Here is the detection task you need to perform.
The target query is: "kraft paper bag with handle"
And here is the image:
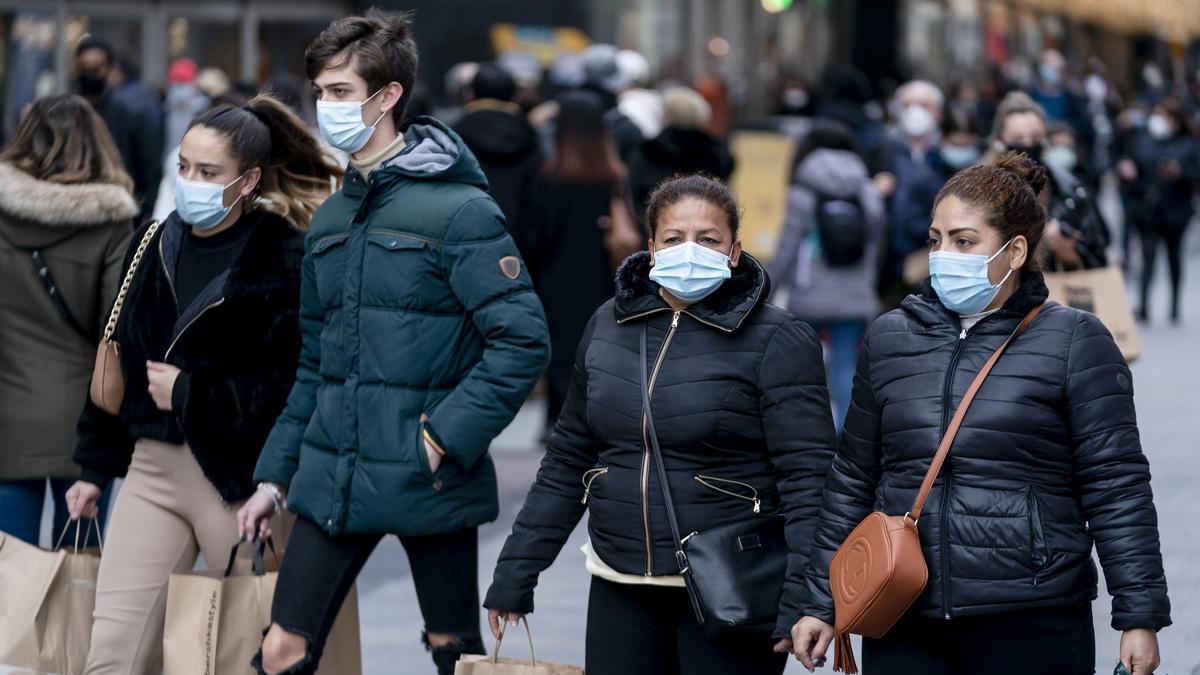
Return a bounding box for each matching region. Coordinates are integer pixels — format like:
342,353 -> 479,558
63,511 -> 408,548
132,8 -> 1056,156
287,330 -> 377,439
1043,265 -> 1142,363
163,538 -> 361,675
0,520 -> 103,675
455,618 -> 584,675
-----
_What you will do_
No pictures belong in the copy. Repeat the entries exactly.

_Written response_
Here is the detection task you need to perform.
The target query is: "kraft paper bag with handle"
And here is the image:
Return a bounding box for each matching region. Coordinates are integer pixels — format like:
342,353 -> 479,558
63,511 -> 408,548
132,8 -> 1056,156
287,330 -> 377,439
1043,265 -> 1142,363
163,538 -> 361,675
0,520 -> 103,675
455,618 -> 584,675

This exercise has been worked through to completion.